TO DO. Return the records exactly as they appear, beginning at the start of the records and stopping after the line that has "516,660,568,717", with that line included. Leave the pictures out of your answer.

— Start RAW RECORDS —

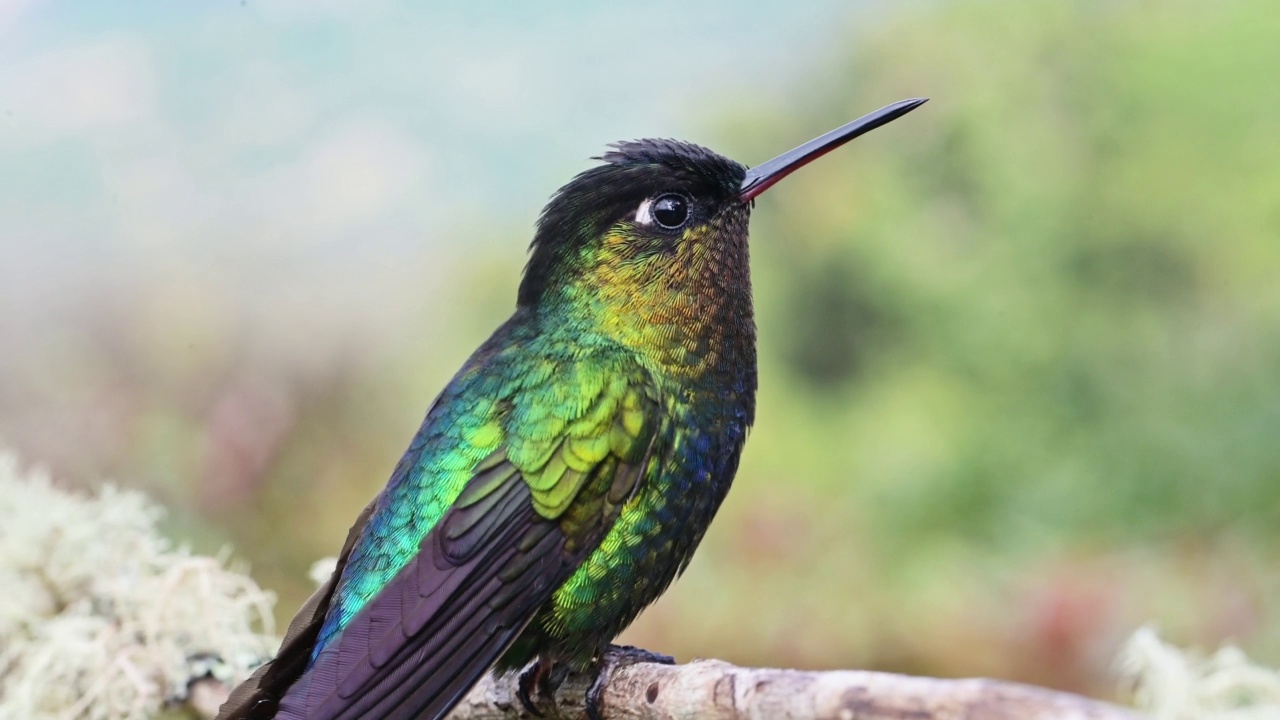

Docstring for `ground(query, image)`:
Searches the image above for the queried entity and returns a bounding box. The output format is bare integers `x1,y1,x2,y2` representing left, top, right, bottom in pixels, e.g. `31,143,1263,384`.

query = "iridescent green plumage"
220,102,918,720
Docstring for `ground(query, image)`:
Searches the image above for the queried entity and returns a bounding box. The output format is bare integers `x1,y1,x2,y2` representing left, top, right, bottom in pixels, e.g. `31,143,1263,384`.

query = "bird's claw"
582,644,676,720
516,660,568,717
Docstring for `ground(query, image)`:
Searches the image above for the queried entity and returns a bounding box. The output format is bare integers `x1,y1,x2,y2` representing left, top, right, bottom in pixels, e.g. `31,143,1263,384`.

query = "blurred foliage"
0,0,1280,693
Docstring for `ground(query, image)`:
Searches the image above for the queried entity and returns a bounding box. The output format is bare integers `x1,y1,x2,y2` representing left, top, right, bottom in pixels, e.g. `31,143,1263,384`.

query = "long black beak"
739,97,929,202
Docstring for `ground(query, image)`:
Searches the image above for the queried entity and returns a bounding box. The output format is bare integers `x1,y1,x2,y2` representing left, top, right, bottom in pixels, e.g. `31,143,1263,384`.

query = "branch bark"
192,660,1140,720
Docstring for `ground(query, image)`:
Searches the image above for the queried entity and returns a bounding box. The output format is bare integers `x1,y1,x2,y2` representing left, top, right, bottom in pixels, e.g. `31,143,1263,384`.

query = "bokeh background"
0,0,1280,696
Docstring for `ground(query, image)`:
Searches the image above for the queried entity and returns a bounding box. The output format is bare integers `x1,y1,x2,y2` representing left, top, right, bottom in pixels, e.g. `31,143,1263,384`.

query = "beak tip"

— End RAW RECORDS —

RESULT FOR THIS EXERCISE.
Docstring for `ground(query, image)`:
Searches the image above for the queried entity and returns a bounding box. The output format is bare integers `x1,y1,x2,y2` representing left, top, right, bottom in pixels, e.g. `31,143,1263,384`.

query = "iridescent green plumage"
220,102,918,720
Docstring for `ground(query, image)`:
Searches the image above for the queried entity and returns a bounding box. The output format is bare integers `x1,y1,x2,y2` representing left, top, right, bottom in pixels, e.g. `31,143,1263,384`.

query = "bird's claw"
582,644,676,720
516,660,568,717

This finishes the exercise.